* EXERCISE DIRECTIONS *
Take the line that contains "of the parked" and every line after it in the material below, and quote them exactly.

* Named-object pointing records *
━━━━━━━━
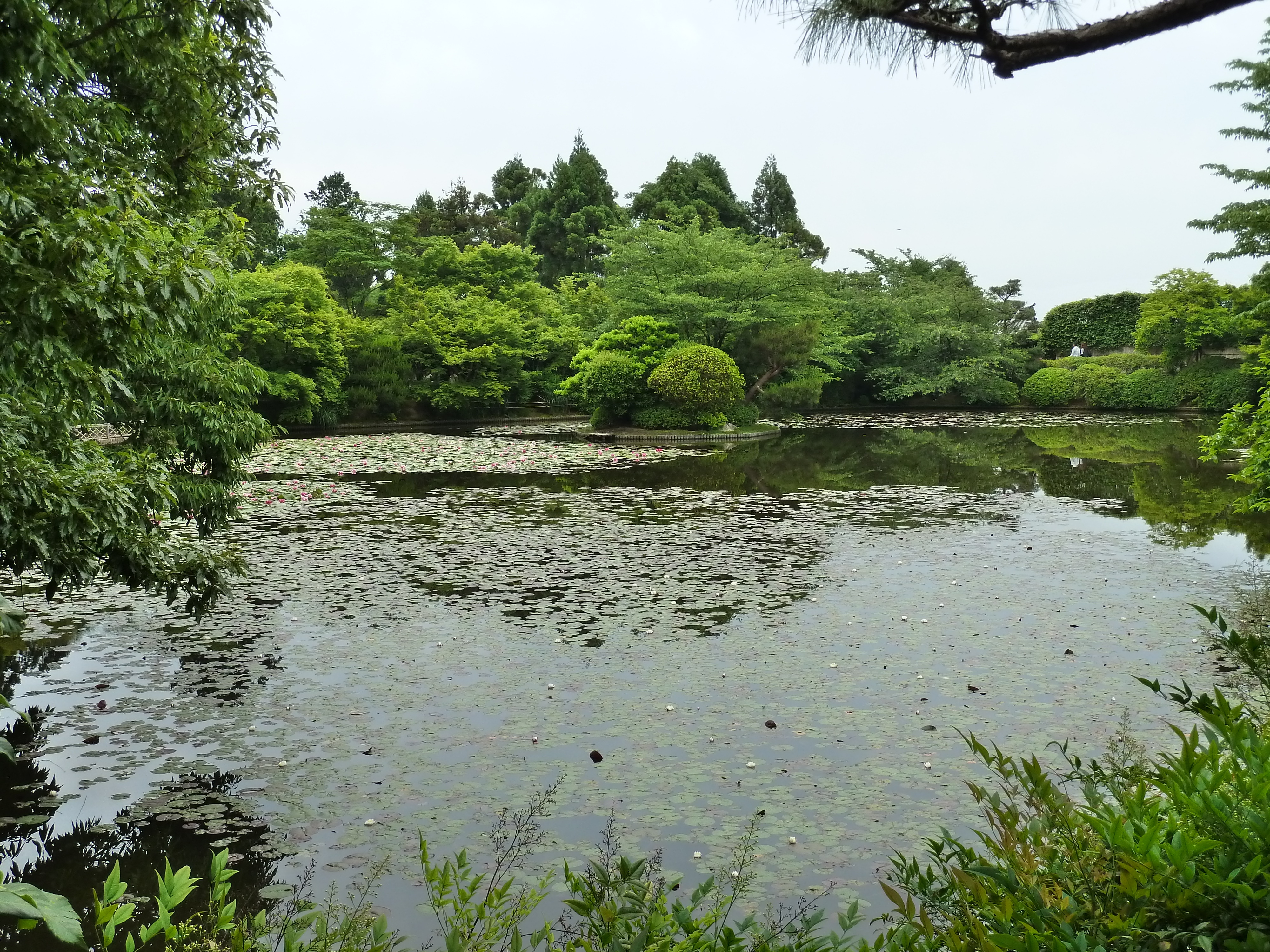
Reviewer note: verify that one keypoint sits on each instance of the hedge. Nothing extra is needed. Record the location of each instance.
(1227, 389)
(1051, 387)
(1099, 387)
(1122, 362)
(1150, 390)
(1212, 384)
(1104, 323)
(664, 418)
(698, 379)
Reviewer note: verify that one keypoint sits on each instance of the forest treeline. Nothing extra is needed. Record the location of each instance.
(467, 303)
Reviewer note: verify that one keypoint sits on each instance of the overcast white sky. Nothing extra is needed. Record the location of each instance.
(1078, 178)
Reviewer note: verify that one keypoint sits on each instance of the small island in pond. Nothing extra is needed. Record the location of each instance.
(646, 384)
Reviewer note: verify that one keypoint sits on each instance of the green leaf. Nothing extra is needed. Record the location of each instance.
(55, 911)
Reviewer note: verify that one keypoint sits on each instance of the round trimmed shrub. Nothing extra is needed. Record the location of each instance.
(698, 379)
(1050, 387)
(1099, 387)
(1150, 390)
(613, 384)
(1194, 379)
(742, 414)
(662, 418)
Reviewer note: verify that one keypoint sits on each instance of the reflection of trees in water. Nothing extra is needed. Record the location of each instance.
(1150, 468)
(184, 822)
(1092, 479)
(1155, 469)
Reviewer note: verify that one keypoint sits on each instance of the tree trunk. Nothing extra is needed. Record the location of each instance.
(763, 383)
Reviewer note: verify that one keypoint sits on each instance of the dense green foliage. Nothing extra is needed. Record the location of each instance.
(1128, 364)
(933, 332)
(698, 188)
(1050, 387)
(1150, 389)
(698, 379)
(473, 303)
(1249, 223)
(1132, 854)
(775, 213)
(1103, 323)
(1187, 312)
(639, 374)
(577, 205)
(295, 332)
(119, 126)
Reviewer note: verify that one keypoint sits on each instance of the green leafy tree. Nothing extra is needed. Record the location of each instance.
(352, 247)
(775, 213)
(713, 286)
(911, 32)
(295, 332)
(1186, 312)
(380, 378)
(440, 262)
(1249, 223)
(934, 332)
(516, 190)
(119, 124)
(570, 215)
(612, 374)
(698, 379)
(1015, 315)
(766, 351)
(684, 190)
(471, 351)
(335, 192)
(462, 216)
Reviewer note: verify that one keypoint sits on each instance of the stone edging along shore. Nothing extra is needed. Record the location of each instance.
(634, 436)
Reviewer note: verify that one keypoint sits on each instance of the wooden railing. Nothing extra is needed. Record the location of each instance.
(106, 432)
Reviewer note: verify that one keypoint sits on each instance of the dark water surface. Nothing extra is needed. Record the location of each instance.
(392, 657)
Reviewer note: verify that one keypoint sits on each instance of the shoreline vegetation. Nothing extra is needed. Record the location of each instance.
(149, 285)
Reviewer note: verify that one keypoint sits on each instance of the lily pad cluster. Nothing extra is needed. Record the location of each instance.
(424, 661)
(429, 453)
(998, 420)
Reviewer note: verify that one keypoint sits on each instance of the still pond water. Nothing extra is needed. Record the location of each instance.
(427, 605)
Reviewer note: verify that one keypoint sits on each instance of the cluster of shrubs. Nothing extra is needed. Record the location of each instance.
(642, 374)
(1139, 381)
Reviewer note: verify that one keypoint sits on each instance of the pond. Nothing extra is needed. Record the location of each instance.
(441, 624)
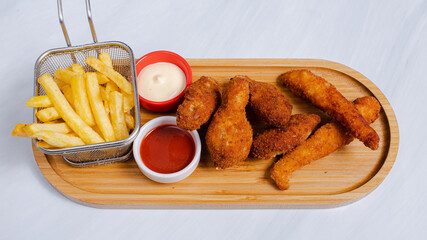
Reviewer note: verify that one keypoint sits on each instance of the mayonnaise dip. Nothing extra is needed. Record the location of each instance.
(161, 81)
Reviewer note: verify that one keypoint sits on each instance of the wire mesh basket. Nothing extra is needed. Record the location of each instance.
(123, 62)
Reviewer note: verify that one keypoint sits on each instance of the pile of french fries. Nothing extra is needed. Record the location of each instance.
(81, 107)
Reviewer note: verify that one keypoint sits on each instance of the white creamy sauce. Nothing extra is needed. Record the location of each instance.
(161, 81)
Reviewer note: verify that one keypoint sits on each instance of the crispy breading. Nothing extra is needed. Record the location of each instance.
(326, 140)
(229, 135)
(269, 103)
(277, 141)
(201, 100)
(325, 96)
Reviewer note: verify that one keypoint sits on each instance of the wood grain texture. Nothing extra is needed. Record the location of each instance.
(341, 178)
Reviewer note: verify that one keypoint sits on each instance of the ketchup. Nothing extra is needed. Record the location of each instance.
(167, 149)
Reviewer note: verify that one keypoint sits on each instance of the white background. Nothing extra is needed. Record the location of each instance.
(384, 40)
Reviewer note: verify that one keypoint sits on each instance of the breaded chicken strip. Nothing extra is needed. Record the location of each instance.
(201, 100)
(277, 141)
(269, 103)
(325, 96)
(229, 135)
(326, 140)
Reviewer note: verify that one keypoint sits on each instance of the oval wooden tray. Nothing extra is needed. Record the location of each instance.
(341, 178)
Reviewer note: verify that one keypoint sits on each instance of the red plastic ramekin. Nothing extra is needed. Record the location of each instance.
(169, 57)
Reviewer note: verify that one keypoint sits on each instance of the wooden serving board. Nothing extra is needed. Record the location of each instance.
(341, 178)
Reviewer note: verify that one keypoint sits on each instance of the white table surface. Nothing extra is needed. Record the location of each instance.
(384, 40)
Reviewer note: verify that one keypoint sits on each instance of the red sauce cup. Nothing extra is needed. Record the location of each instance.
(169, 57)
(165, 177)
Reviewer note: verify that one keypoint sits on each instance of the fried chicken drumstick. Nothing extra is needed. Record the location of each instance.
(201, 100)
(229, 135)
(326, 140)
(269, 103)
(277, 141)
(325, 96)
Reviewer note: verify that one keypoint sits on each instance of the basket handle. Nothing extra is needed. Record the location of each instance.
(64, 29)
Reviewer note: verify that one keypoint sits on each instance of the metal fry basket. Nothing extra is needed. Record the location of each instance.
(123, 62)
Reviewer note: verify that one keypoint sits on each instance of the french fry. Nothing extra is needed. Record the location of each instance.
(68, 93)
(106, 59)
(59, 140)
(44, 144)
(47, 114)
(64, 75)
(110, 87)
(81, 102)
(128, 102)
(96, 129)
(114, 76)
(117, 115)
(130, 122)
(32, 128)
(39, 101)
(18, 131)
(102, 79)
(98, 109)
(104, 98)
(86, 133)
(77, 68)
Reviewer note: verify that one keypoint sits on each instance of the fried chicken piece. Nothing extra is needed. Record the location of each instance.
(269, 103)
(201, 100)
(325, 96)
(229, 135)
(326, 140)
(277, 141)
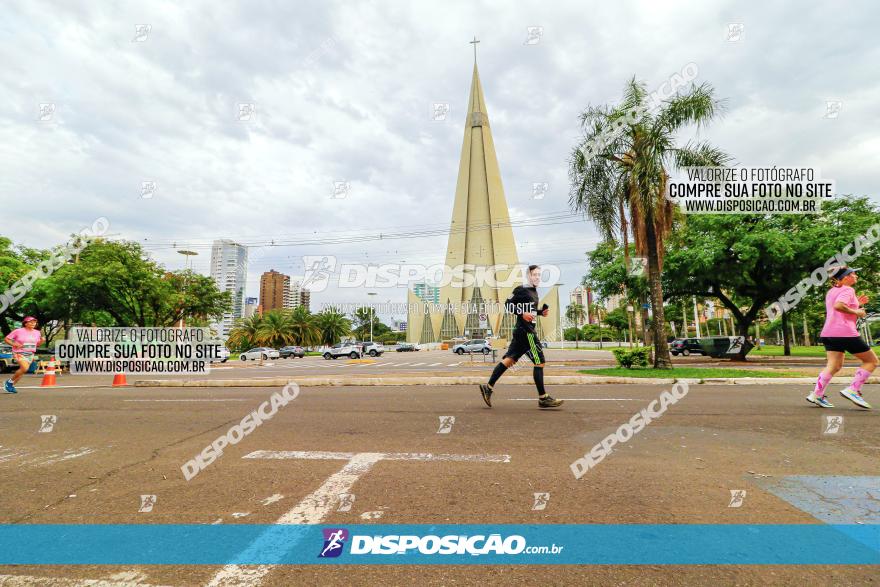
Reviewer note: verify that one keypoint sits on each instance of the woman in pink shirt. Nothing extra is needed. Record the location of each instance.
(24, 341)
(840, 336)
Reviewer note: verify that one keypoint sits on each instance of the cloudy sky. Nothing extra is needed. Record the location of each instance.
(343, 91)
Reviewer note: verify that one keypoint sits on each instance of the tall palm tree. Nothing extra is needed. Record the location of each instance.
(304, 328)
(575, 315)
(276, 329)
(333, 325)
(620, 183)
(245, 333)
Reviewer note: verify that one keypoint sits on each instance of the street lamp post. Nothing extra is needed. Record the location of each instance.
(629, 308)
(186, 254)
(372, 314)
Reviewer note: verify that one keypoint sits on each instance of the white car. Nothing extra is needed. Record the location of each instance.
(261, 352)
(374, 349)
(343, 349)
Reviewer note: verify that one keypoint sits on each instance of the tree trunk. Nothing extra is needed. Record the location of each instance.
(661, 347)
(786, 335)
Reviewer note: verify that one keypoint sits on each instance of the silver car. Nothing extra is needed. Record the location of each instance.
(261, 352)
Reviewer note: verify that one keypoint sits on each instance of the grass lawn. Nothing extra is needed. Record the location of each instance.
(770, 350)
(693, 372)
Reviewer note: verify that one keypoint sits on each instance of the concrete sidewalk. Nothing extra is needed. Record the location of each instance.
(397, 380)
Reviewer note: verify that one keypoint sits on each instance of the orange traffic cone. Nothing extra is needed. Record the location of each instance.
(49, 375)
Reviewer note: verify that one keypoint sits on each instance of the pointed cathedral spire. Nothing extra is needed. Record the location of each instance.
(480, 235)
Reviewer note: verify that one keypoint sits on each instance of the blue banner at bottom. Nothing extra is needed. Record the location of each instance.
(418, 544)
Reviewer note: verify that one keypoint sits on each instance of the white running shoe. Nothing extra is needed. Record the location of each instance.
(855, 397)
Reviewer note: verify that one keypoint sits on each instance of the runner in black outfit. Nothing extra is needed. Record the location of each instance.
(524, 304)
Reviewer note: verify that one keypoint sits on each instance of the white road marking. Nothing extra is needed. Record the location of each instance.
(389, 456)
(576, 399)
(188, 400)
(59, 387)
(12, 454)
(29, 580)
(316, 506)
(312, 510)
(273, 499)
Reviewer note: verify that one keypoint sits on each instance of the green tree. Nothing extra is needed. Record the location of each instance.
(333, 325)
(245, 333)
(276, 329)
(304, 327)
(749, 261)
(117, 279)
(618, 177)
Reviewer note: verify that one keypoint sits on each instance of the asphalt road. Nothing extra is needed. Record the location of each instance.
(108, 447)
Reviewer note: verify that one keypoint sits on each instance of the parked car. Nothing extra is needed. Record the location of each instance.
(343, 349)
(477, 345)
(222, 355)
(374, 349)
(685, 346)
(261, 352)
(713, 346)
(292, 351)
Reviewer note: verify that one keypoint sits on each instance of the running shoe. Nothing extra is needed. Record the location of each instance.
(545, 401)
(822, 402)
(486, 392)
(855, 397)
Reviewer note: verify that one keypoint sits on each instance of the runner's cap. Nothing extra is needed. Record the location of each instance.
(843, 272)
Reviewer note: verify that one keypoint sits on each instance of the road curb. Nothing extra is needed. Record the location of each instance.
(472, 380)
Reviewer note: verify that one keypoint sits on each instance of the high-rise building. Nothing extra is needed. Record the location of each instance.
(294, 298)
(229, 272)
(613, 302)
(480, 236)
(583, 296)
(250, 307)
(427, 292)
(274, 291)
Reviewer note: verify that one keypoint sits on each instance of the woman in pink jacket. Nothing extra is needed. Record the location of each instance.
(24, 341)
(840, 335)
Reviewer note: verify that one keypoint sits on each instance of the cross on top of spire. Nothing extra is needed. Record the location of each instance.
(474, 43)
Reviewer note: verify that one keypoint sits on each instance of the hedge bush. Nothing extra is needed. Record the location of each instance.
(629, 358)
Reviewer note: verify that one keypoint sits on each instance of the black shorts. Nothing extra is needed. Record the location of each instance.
━━━━━━━━
* RESULT OF THE EXERCISE *
Reviewer note: verify that one keypoint sits on each instance of the parked car. Nothing extra is needed. Record the location of each instance.
(343, 349)
(477, 345)
(222, 355)
(374, 349)
(685, 346)
(261, 352)
(713, 346)
(292, 351)
Reviewer note: verify that one keypoint sits on each instance of the running shoe. Nothing extra is needed. Record the location of each instance.
(545, 401)
(822, 402)
(486, 392)
(855, 397)
Reviewer note: verify that one keypoint sits on each instance of the runner's cap. Nothing extra is needed. Record the location of each instance.
(843, 272)
Reviewer note: verify that one keypoint sits on each instance of the road curb. Nothing extra is needed. Record the location of each instance.
(472, 380)
Reviewer note: verify that one keypoint sits on each instance of the high-rise building. Nothing extra is needed. Record the location of each instance.
(294, 298)
(229, 272)
(613, 302)
(480, 236)
(583, 296)
(250, 307)
(427, 292)
(274, 291)
Reviewer note: verify that one keypoint sits on each instance of the woman in pink jacket. Nothing extra is needed. Record the location of each instance.
(24, 341)
(840, 335)
Reviewer note: verify that one keypoint sits on each instance of the cross on top of spire. Nothing extra is needed. Record the location of each instance.
(474, 43)
Reviewer note: verify that one keypoint sits on each instance of the hedge bush. Nothing extra is needed. Record the location of each instance.
(629, 358)
Reviewer note: verify that one keypoint sits on each instance of the black shorts. Nothing extra is needed. Record the location of each instance.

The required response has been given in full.